What is expected:
Turn the lines of the material below into a numbered list, skipping blank lines and omitting the pictures.

## START Dataset

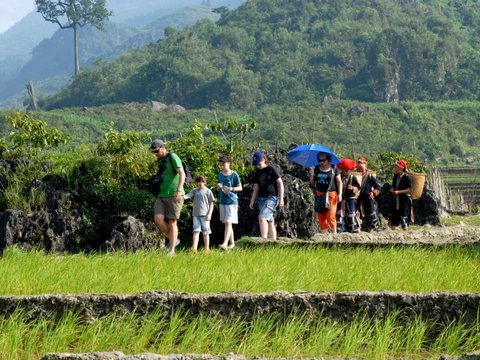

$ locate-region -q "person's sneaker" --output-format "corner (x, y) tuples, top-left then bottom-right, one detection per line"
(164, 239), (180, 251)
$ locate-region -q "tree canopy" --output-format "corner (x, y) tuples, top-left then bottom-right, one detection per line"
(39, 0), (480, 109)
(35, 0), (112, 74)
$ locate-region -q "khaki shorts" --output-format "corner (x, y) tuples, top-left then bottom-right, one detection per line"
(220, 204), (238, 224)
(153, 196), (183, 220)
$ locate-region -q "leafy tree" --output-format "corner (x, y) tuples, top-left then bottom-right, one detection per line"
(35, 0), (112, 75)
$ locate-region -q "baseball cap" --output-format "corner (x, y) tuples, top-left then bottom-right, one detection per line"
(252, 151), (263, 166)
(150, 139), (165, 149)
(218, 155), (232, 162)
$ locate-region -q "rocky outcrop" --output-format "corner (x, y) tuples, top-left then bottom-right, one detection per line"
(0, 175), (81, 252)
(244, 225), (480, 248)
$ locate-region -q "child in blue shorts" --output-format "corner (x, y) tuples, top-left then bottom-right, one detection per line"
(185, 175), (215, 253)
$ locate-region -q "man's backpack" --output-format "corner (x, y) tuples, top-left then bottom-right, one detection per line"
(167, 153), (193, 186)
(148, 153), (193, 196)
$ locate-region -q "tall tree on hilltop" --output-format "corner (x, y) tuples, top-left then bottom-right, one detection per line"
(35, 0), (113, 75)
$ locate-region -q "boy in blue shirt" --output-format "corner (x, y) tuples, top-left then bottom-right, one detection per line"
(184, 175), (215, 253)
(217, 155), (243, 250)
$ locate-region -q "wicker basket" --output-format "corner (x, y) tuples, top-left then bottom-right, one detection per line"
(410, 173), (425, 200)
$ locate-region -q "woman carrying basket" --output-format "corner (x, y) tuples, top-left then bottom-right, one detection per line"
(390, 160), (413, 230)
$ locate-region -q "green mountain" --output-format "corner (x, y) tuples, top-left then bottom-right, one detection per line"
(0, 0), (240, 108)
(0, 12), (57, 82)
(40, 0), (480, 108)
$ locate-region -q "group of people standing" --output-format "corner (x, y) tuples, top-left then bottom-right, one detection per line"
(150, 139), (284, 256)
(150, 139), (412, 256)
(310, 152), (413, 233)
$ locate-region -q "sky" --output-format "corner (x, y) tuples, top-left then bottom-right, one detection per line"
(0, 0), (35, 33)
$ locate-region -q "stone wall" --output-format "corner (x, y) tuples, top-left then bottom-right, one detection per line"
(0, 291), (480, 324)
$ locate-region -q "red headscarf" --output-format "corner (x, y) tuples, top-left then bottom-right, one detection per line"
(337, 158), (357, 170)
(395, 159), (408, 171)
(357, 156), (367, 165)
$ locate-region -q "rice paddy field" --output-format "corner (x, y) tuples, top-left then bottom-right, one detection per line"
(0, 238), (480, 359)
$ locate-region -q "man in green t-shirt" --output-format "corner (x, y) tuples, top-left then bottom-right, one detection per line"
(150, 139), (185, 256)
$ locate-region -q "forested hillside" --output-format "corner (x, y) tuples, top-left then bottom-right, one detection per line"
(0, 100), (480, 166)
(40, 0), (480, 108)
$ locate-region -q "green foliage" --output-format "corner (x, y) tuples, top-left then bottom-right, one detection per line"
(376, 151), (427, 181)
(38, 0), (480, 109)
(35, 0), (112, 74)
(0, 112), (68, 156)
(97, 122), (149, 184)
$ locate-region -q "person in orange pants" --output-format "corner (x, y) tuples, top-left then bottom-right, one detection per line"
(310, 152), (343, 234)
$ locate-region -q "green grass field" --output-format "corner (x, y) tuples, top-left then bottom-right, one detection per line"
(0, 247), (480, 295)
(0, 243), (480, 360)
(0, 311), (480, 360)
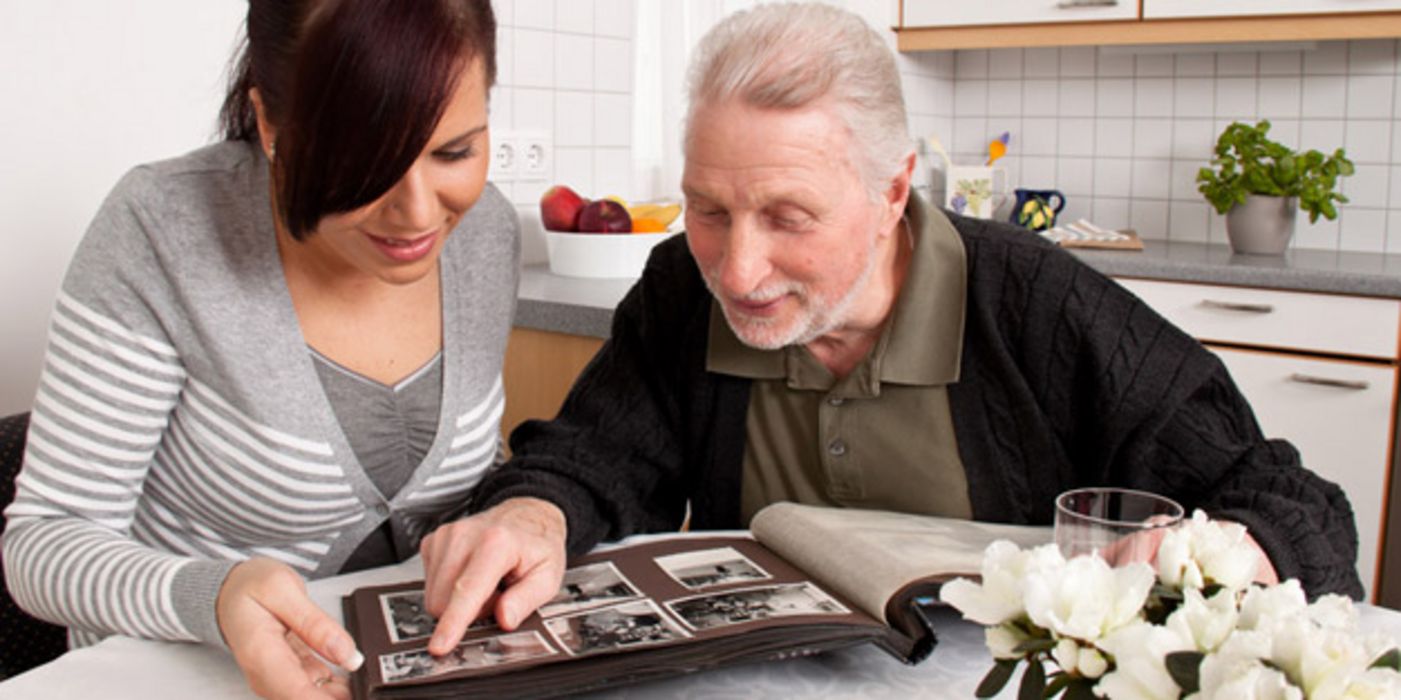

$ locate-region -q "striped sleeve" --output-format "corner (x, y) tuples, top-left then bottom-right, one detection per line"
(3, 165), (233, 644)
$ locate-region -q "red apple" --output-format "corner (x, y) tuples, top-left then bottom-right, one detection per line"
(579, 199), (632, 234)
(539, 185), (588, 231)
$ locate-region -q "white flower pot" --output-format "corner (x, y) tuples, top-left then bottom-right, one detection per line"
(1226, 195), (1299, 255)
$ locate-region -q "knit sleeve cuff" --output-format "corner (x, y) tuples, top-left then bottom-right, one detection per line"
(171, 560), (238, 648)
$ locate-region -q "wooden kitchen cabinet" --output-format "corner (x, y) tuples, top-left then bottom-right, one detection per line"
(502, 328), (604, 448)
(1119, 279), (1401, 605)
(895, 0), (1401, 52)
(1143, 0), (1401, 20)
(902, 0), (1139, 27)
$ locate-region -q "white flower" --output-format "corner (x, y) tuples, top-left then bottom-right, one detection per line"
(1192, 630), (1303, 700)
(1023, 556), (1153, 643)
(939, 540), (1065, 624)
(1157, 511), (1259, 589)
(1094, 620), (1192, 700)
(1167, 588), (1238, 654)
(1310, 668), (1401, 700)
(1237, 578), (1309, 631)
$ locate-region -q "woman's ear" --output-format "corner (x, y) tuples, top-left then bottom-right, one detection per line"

## END Dataset

Response:
1. $ locate-region -q "person's sneaker" --output-format "corner (x, y) tuples, top-left then bottom-right, one detection per line"
2. (164, 239), (180, 251)
3. $ locate-region -q "tree canopy" --output-format "corner (x, y) tuples, top-left then bottom-right, one detection per line"
4. (39, 0), (480, 109)
5. (35, 0), (112, 74)
6. $ locate-region -q "khaki shorts" --output-format "corner (x, y) tuples, top-left then bottom-right, one detection per line"
7. (220, 204), (238, 224)
8. (153, 196), (183, 220)
9. $ locate-region -q "leafy tree" --output-format "corner (x, y) tuples, top-left then bottom-right, one detection per line"
10. (35, 0), (112, 75)
11. $ locate-region -q "baseball cap" --output-format "corner (x, y) tuples, top-left then bottom-right, one detection per line"
12. (252, 151), (263, 166)
13. (150, 139), (165, 149)
14. (218, 155), (232, 162)
15. $ locate-region -q "rocky outcrop" --output-format "corner (x, y) tuples, top-left then bottom-right, one detection per line"
16. (0, 175), (81, 252)
17. (244, 225), (480, 248)
18. $ locate-region -q "child in blue shorts" --output-format "corner (x, y) tuples, top-left then bottom-right, one detection per line"
19. (185, 175), (215, 253)
20. $ locate-region -q "man's backpack" --output-format "corner (x, y) tuples, top-left then bottom-right, one detection per line"
21. (167, 153), (193, 186)
22. (148, 153), (193, 196)
23. $ locate-region -q "tall tree on hilltop" --output-format "corner (x, y) tuples, top-left then bottom-right, one detection per line"
24. (35, 0), (113, 75)
25. $ locate-region -q "boy in blue shirt" --output-format "corner (x, y) tuples, top-left then bottom-right, one detection per line"
26. (184, 175), (215, 253)
27. (217, 155), (243, 250)
28. $ locate-region -q "wicker basket" --output-format "corner (x, y) tuples, top-left then bottom-right, one detection per line"
29. (410, 173), (425, 200)
30. $ locate-region -q "woman carrying basket" --output-format "corner (x, y) tuples, top-left then bottom-right, one detection per line"
31. (390, 160), (413, 230)
32. $ locate-region -q "green mountain" --output-format "corner (x, y) tuples, top-left then bottom-right, one detection per line"
33. (0, 0), (240, 108)
34. (0, 12), (57, 82)
35. (40, 0), (480, 108)
36. $ locate-region -q "group of people standing" --output-format "corner (x, y) tuples, top-left then bottom-right, one detection per line"
37. (150, 139), (284, 256)
38. (150, 139), (412, 256)
39. (310, 152), (413, 233)
40. $ locate-region -q "sky" --output-format "corner (x, y) tuples, top-left then bottom-right, one detection per line"
41. (0, 0), (35, 33)
42. $ locate-region -q "stone wall" --output-format "corner (x, y) tuples, top-left then bottom-right, one detection per line"
43. (0, 291), (480, 324)
44. $ locate-region -q "red headscarf" --output-format "corner (x, y) tuples, top-left then bottom-right, one detection per line"
45. (337, 158), (357, 170)
46. (395, 159), (408, 171)
47. (357, 156), (367, 165)
48. $ locate-region -q "rice paddy field" --output-format "corner (x, y) tuples, top-left then bottom-right, one detection per line"
49. (0, 238), (480, 359)
50. $ locate-region -q "man in green t-shirt" --output-format "corner (x, y) tuples, top-left then bottom-right, one detection per line"
51. (150, 139), (185, 256)
52. $ locate-region -q "forested hillside" --output-format "corner (x, y) tuples, top-left then bottom-right, one detection per line"
53. (0, 100), (480, 166)
54. (40, 0), (480, 108)
55. $ locate-region -q "green foliage" --output-format "corner (x, y) tuples, top-left then bottom-right, one detection per line"
56. (376, 151), (427, 181)
57. (38, 0), (480, 109)
58. (35, 0), (112, 74)
59. (0, 112), (68, 156)
60. (97, 122), (149, 184)
61. $ locate-region -q "person in orange pants" --output-format "corner (x, y) tuples, top-left then bottom-right, one detection per line"
62. (310, 152), (343, 234)
63. $ locate-region -q "green grass field" --output-format "corner (x, y) tuples, top-left then bottom-right, one detection per line"
64. (0, 247), (480, 295)
65. (0, 243), (480, 360)
66. (0, 311), (480, 360)
67. $ locate-region -q "striped sleeve" --output-format "corner (x, y) tuples, top-left then bottom-right, one detection per line"
68. (3, 165), (233, 644)
69. $ locate-region -q "red apple" --output-format "corner (x, y) tuples, top-left then bottom-right, one detection per line"
70. (579, 199), (632, 234)
71. (539, 185), (588, 231)
72. $ locate-region -q "white flower pot" --output-format "corner (x, y) tuples, top-left then bottom-right, one detection per line"
73. (1226, 195), (1299, 255)
74. $ locate-region -q "knit sleeve cuff" --output-format "corner (x, y) tuples, top-left then bottom-right, one detection per line"
75. (171, 560), (238, 648)
76. $ locate-region -q "wooden kitchen cabinet" --output-format "corner (x, y) tuples, top-left then bottom-right, one detection per line"
77. (502, 328), (604, 448)
78. (1119, 279), (1401, 605)
79. (895, 0), (1401, 52)
80. (1143, 0), (1401, 20)
81. (902, 0), (1139, 27)
82. $ locate-region -q "white flower" --output-format "corner (x, y) tuples, top-left then bottom-right, one detection per line"
83. (1192, 630), (1303, 700)
84. (1023, 556), (1153, 643)
85. (939, 540), (1065, 624)
86. (1157, 511), (1259, 589)
87. (1094, 620), (1192, 700)
88. (1167, 588), (1238, 654)
89. (1310, 668), (1401, 700)
90. (1237, 578), (1309, 631)
91. $ locate-region -q "woman's ear" --output-format "corner (x, y) tuples, top-left then bottom-right, one detection per line"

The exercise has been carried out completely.